* EXERCISE DETAILS: Identify each line in the data below that contains the word "white", and copy those lines in full. Case counts, so match only that exact capitalization.

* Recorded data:

=-=-=

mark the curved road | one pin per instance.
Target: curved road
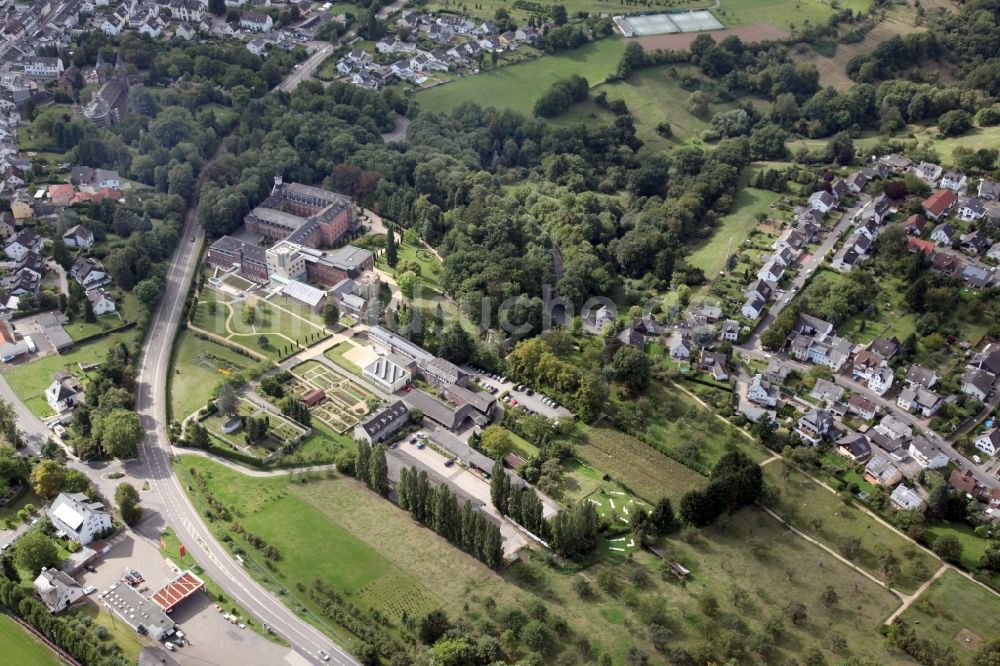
(154, 464)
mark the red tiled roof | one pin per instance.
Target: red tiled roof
(939, 202)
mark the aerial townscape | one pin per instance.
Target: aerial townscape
(526, 332)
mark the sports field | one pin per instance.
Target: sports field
(518, 86)
(20, 647)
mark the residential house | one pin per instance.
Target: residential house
(988, 190)
(915, 224)
(814, 426)
(971, 209)
(974, 242)
(772, 271)
(64, 393)
(25, 242)
(943, 234)
(79, 518)
(863, 407)
(954, 180)
(714, 363)
(679, 346)
(938, 204)
(854, 447)
(101, 302)
(978, 384)
(989, 441)
(917, 398)
(762, 392)
(927, 454)
(89, 273)
(965, 482)
(729, 331)
(827, 392)
(78, 236)
(753, 308)
(881, 472)
(904, 497)
(822, 201)
(57, 590)
(256, 21)
(928, 172)
(976, 277)
(881, 380)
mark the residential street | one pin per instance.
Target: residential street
(806, 271)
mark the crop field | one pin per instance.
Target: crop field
(640, 468)
(825, 517)
(945, 615)
(345, 404)
(21, 647)
(518, 86)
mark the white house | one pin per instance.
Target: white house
(390, 372)
(989, 441)
(904, 497)
(927, 455)
(25, 242)
(78, 236)
(101, 302)
(63, 394)
(762, 392)
(753, 308)
(954, 181)
(57, 590)
(89, 272)
(79, 518)
(881, 380)
(256, 21)
(822, 201)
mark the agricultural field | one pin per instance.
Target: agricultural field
(652, 96)
(518, 86)
(199, 367)
(345, 404)
(945, 615)
(734, 228)
(21, 647)
(641, 469)
(825, 517)
(30, 378)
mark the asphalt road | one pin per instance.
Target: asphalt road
(154, 465)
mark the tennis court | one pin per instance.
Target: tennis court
(665, 24)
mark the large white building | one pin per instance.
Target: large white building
(390, 372)
(78, 517)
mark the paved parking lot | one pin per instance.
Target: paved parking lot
(211, 639)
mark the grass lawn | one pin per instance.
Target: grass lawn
(637, 466)
(652, 96)
(336, 354)
(21, 647)
(518, 86)
(129, 641)
(30, 379)
(953, 603)
(825, 517)
(199, 367)
(710, 255)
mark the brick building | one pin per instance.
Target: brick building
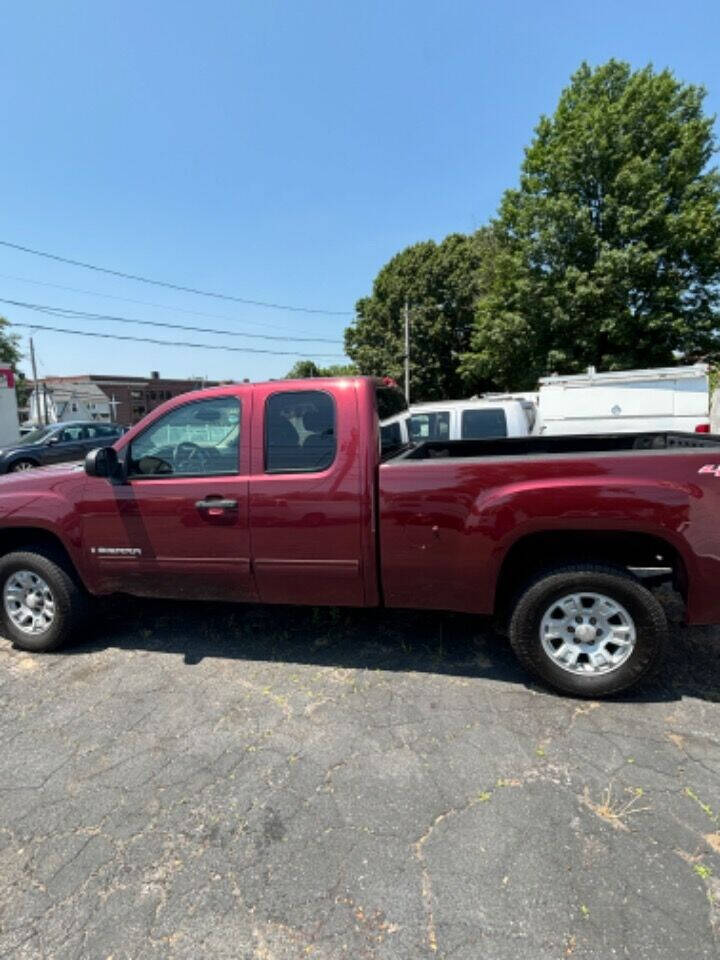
(104, 397)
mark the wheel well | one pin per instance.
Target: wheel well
(538, 551)
(25, 538)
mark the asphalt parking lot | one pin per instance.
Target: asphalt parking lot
(208, 781)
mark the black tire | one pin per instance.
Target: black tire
(647, 615)
(69, 598)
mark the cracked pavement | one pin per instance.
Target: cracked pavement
(277, 783)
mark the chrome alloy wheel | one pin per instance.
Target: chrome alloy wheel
(29, 602)
(587, 633)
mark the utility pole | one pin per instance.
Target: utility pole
(35, 389)
(407, 351)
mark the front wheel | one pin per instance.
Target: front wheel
(588, 630)
(42, 604)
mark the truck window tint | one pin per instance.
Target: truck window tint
(299, 431)
(430, 426)
(477, 424)
(391, 438)
(389, 402)
(197, 439)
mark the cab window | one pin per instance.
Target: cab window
(430, 426)
(477, 424)
(299, 431)
(200, 438)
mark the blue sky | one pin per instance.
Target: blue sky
(275, 151)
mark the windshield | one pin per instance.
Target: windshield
(36, 436)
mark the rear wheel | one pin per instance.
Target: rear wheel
(42, 604)
(588, 630)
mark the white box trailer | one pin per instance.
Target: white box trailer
(625, 401)
(9, 423)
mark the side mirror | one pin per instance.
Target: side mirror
(104, 462)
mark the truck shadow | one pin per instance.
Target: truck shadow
(395, 640)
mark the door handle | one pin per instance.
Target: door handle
(216, 504)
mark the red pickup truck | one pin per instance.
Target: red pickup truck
(283, 492)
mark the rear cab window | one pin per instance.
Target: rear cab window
(433, 425)
(476, 424)
(390, 402)
(300, 431)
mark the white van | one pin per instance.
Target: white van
(471, 419)
(625, 401)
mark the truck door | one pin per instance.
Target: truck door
(307, 508)
(179, 526)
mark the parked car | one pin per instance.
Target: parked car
(471, 419)
(664, 398)
(56, 443)
(279, 493)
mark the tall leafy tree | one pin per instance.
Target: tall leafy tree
(608, 253)
(439, 283)
(308, 368)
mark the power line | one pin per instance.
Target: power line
(173, 286)
(144, 303)
(69, 314)
(173, 343)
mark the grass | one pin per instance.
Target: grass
(613, 810)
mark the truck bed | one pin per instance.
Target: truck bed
(533, 446)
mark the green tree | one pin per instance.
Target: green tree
(439, 282)
(308, 368)
(608, 253)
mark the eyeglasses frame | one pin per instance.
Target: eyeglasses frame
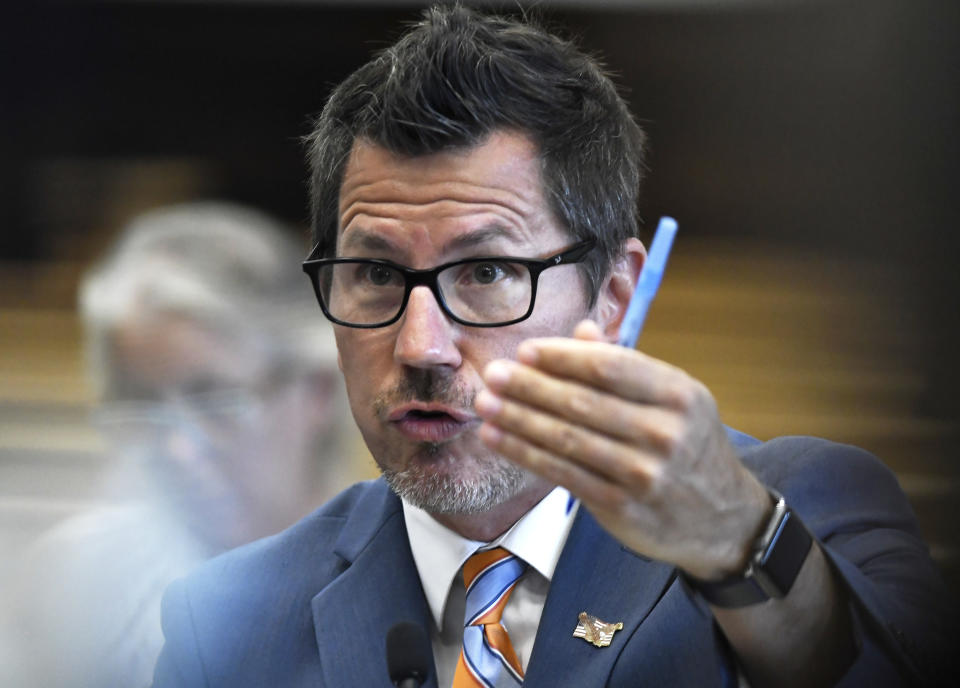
(427, 277)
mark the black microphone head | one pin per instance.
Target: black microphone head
(409, 654)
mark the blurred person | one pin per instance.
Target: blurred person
(218, 396)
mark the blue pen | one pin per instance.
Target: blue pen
(647, 283)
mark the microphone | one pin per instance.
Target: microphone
(408, 655)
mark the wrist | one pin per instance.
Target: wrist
(771, 566)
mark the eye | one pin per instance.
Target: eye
(377, 275)
(487, 273)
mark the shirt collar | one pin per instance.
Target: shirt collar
(439, 553)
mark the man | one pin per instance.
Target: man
(474, 195)
(222, 406)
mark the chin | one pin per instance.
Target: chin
(459, 490)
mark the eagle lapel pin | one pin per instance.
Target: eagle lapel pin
(595, 631)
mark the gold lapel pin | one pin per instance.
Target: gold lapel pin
(595, 631)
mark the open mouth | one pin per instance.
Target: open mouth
(431, 424)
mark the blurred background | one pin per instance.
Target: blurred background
(809, 150)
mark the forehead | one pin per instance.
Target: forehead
(493, 191)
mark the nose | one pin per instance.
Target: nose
(426, 338)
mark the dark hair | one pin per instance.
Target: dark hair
(455, 77)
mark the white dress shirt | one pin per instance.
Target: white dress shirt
(439, 553)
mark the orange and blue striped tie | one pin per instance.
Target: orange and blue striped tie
(487, 658)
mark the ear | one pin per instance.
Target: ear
(617, 288)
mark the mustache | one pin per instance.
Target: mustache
(425, 386)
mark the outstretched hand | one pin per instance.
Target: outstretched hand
(636, 439)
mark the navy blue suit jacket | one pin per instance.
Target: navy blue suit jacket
(312, 606)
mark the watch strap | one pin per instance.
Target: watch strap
(778, 555)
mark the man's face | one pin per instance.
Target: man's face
(412, 384)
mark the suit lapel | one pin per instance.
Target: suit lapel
(597, 575)
(379, 588)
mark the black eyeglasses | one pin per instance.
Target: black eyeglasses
(490, 291)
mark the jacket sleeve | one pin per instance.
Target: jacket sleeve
(179, 664)
(904, 616)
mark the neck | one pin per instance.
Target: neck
(487, 526)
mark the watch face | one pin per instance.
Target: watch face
(780, 553)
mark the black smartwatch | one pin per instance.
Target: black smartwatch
(778, 554)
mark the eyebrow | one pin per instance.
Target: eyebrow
(364, 239)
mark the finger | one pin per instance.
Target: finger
(601, 455)
(626, 373)
(600, 411)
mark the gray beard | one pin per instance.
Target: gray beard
(443, 494)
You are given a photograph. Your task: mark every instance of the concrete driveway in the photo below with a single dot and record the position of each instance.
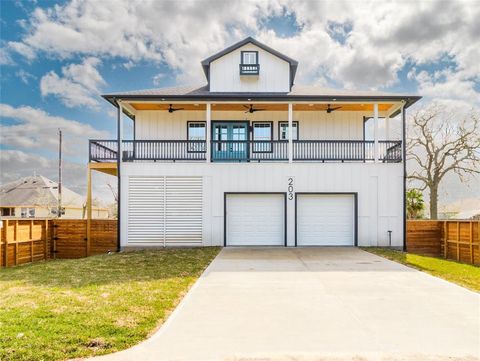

=-=-=

* RESULT:
mark the white house | one pin per instance.
Target: white house
mark the large white building | one pin per instance.
Target: large white building
mark the white box trailer | one pin per instance.
Target: white box trailer
mark the white van | one pin per instance.
Target: white van
mark the white dress shirt | one pin per instance.
Target: white dress shirt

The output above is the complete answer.